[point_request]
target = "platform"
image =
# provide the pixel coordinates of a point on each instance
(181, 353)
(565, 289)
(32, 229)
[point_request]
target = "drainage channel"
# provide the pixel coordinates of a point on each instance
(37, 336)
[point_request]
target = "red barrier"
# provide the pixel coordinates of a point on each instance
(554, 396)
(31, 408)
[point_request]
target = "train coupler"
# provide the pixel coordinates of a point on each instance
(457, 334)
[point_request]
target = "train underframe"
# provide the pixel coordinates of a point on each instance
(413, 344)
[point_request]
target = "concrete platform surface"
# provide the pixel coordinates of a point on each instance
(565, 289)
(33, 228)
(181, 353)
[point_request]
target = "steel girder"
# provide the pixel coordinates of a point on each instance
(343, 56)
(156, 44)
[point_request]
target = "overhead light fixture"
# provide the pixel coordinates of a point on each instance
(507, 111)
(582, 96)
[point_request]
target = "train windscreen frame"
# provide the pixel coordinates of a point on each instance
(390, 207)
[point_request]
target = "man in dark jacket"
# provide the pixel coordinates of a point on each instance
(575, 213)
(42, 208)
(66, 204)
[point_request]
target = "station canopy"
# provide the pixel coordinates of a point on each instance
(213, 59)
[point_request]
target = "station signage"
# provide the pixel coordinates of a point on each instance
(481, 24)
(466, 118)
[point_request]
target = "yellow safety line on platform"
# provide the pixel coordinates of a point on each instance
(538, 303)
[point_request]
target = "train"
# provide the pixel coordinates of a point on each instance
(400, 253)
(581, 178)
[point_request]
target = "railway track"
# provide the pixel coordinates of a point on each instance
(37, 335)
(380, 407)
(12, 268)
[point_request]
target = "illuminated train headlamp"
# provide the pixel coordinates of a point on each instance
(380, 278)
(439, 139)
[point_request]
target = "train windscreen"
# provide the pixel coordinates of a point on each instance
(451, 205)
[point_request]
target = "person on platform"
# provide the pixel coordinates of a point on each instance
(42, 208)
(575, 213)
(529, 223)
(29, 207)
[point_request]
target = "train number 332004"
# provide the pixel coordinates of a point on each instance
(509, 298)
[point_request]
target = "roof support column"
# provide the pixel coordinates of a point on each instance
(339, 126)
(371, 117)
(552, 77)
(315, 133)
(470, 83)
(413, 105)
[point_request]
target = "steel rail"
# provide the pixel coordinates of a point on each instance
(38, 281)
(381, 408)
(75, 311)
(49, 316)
****************
Return the listing above in full, character for character.

[point_request]
target = "platform"
image =
# provide the pixel coordinates of a point on each instance
(181, 353)
(565, 289)
(32, 229)
[point_request]
target = "drainage channel"
# provide the pixel coordinates of a point on each instance
(37, 336)
[point_request]
target = "red barrier"
# provide the pixel coordinates of a point on each instance
(554, 396)
(31, 408)
[point_request]
target = "train coupler"
# provide the pixel coordinates of a point on each instance
(457, 334)
[point_request]
target = "train underframe"
# provide the pixel coordinates of a point on each instance
(413, 344)
[point_request]
target = "concrete platform surface"
# provide the pixel coordinates of a point on each instance
(565, 289)
(33, 228)
(181, 353)
[point_request]
target = "steel girder"
# provide the pixel coordinates of a point on each instance
(343, 56)
(156, 44)
[point_request]
target = "overhead light fixture"
# provide the pixel coordinates of a point on each instance
(507, 111)
(582, 96)
[point_request]
target = "train windscreen frame"
# provide the pixel coordinates of a point on each instance
(390, 207)
[point_request]
target = "man in dark jacket"
# provide the pixel coordinates of a point on each instance
(575, 213)
(42, 208)
(66, 204)
[point_request]
target = "station canopy"
# provide the pixel coordinates of a point on each instance
(213, 59)
[point_request]
target = "station signage"
# provide the pixel coordinates of a point on each instance
(481, 24)
(466, 118)
[point_request]
target = "yellow safety line on platform"
# provide the pixel coordinates of a point on each instance
(538, 303)
[point_request]
target = "train"
# provide the pixel coordinates of a point on each instance
(400, 253)
(581, 178)
[point_request]
target = "railway track"
# provide the pixel coordinates of a point on each instance
(37, 335)
(380, 407)
(12, 268)
[point_request]
target = "illuminated train headlamp"
# provide the pixel coordinates of a point on each instance
(380, 278)
(439, 139)
[point_request]
target = "train windscreen"
# provide the pixel coordinates of a point on each instance
(451, 205)
[point_request]
target = "person on platform"
# provide the pixel coordinates of a point on each instance
(42, 208)
(575, 213)
(529, 223)
(29, 207)
[point_request]
target = "train number 332004"
# provide the pixel coordinates of a point on each instance
(509, 298)
[point_request]
target = "roof support column"
# provide the pixel coordinates of a point on each instance
(339, 126)
(371, 117)
(552, 77)
(315, 133)
(470, 83)
(413, 105)
[point_request]
target = "steel rail"
# provide the pixel coordinates of a point on each instance
(38, 281)
(381, 408)
(75, 311)
(49, 316)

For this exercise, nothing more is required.